Stored records
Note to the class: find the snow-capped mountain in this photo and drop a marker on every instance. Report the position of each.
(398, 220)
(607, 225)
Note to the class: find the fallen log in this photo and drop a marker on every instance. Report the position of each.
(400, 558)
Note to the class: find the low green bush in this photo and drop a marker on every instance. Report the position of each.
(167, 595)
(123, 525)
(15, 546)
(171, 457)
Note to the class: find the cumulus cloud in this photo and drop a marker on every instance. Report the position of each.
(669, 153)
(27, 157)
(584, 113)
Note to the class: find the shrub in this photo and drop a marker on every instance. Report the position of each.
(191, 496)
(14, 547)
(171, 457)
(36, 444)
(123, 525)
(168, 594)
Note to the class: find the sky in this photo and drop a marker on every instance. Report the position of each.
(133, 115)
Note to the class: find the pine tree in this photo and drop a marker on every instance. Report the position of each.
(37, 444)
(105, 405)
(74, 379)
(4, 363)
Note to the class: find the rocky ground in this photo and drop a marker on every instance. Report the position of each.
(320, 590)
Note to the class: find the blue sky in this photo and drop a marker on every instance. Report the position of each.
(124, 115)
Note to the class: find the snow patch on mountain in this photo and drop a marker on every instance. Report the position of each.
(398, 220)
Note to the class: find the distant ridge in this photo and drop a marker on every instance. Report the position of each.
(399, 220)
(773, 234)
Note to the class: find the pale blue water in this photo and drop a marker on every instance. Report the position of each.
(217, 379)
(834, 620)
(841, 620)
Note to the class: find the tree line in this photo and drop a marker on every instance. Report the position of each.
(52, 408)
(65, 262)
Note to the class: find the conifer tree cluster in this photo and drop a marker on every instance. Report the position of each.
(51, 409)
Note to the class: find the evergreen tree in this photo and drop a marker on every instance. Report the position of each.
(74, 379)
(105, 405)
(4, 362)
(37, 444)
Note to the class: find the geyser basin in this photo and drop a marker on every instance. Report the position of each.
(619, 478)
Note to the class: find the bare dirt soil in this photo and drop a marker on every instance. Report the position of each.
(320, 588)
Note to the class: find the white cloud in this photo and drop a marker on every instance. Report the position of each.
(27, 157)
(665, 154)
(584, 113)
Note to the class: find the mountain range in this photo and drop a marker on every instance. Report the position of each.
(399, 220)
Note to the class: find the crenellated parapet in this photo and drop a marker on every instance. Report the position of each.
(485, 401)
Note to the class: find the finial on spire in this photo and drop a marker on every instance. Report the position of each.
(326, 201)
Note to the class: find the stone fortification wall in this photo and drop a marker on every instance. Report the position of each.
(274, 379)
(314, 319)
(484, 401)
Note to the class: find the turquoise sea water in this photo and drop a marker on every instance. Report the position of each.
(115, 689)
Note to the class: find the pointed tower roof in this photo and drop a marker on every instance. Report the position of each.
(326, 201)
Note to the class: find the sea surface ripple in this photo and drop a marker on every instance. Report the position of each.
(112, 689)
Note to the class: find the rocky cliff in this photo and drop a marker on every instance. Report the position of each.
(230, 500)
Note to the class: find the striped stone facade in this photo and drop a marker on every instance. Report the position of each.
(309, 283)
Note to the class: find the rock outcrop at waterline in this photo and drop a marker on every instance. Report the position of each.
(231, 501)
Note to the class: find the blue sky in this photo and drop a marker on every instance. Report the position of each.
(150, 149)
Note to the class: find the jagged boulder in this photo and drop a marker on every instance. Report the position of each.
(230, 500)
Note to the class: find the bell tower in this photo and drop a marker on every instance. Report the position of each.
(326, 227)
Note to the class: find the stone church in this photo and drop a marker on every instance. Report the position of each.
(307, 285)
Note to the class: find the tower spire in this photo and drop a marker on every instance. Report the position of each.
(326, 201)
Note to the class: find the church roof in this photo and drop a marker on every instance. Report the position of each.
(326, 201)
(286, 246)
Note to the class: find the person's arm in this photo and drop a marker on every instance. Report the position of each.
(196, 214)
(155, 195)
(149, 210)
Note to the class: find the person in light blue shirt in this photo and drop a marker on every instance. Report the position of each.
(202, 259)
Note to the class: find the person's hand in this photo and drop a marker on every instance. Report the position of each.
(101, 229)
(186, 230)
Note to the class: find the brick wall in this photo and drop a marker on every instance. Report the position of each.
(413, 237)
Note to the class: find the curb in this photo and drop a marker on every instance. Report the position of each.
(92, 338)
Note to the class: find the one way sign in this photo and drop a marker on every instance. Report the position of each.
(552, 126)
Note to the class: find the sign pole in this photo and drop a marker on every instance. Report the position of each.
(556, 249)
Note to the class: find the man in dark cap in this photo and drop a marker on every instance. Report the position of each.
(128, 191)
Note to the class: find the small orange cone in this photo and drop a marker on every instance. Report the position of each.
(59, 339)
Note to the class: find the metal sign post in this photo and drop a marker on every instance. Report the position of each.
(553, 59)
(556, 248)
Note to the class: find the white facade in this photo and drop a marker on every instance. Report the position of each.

■ PROBLEM DETAILS
All lines from the one containing "Note to the class: find the person in" through the end of the records, both ends included, are to be quoted exactly; please add nothing else.

■ RIGHT ANSWER
Note to the class: find the person in light blue shirt in this photo and drop a marker on every instance. Report the position of each.
(202, 259)
Note to the class: find the person's hand in this photo and drop a marker on every instance. Report the position of each.
(101, 229)
(186, 230)
Note to the class: find the brick wall in this photo and drop a marker on every instance. Report the position of each.
(413, 237)
Note to the class: find the curb in this photo and drop a marker on every instance. Report the position of each.
(92, 338)
Note to the class: find the one way sign in this photo and drop a marker on every instance. Report the position of each.
(552, 126)
Note to the class: find the sign pole in this photo and drop a marker on every instance. Report the position of each.
(556, 249)
Note to the class: find the man in dark cap in this photo and drop a marker on every instance. Report the position of each.
(128, 191)
Note to the class: find the small orange cone in this photo and drop a marker on every instance. Report the position of each.
(59, 339)
Note to the class: find the metal sign post in this photo and drop a marker on every instance. Report the position of each.
(553, 59)
(556, 248)
Note to the class: find the white facade in this photo and drop a marker on every instance. Report the position of each.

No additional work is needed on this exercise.